» **Given problem 1**
In the AvgPool batch decomposition patch, how many files change, and what are the insertion and deletion counts?
» **Given problem 2**
Extend the AvgPool batch decomposition patch from its last line.

» **Excerpted text**
From ab36eec4b03d9685a2e0b8c3a372db3abb27501e Mon Sep 17 00:00:00 2001
From: =?UTF-8?q?Bj=C3=B6rn=20Davidsson?= <bjoern.davidsson@arm.com>
Date: Wed, 20 Nov 2024 11:06:25 +0100
Subject: [PATCH] MLBEDSW-9759: Decompose batch for AvgPool
MIME-Version: 1.0
Content-Type: text/plain; charset=UTF-8
Content-Transfer-Encoding: 8bit

- Add decomposition for AvgPool, handling batch > 1.
- Convert padding to offsets for AvgPool and MaxPool
  decomposition.

Change-Id: I47faaaddedb0295abc084e3e966daa53817c2586
Signed-off-by: Björn Davidsson <bjoern.davidsson@arm.com>
---
 ethosu/regor/compiler/scheduler_decompose.cpp | 59 +++++++++++++++----
 ethosu/regor/compiler/scheduler_decompose.hpp |  1 +
 ethosu/regor/compiler/scheduler_packing.cpp   |  3 +
 3 files changed, 50 insertions(+), 13 deletions(-)

diff --git a/ethosu/regor/compiler/scheduler_decompose.cpp b/ethosu/regor/compiler/scheduler_decompose.cpp
index c3c74440..b16aa14e 100644
--- a/ethosu/regor/compiler/scheduler_decompose.cpp
+++ b/ethosu/regor/compiler/scheduler_decompose.cpp
@@ -245,6 +245,7 @@ bool CanDecompose(Architecture *, const SchedulerOperation *schedOp)

» **Information shown**
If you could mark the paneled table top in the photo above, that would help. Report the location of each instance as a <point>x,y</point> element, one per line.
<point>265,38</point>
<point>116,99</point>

» **Exercise result 1**
Three files change, with 50 insertions and 13 deletions.

» **Exercise result 2**
     if ( schedOp->Type() == OpType::ArgMax ) return true;
     if ( schedOp->Type() == OpType::Reverse ) return true;
     if ( schedOp->Type() == OpType::Transpose ) return true;
+    if ( schedOp->Type() == OpType::AvgPool ) return true;
     if ( schedOp->Type() == OpType::MaxPool ) return true;
     if ( schedOp->Type() == OpType::Resize ) return true;
     return false;
@@ -1812,33 +1813,65 @@ std::vector<std::unique_ptr<SchedulerOperation>> DecomposeTranspose(Architecture
     return result;
 }
 
-std::vector<std::unique_ptr<SchedulerOperation>> DecomposeMaxPool(Architecture *arch, std::unique_ptr<SchedulerOperation> op)
+std::vector<std::unique_ptr<SchedulerOperation>> DecomposeAvgPool(Architecture *arch, std::unique_ptr<SchedulerOperation> op)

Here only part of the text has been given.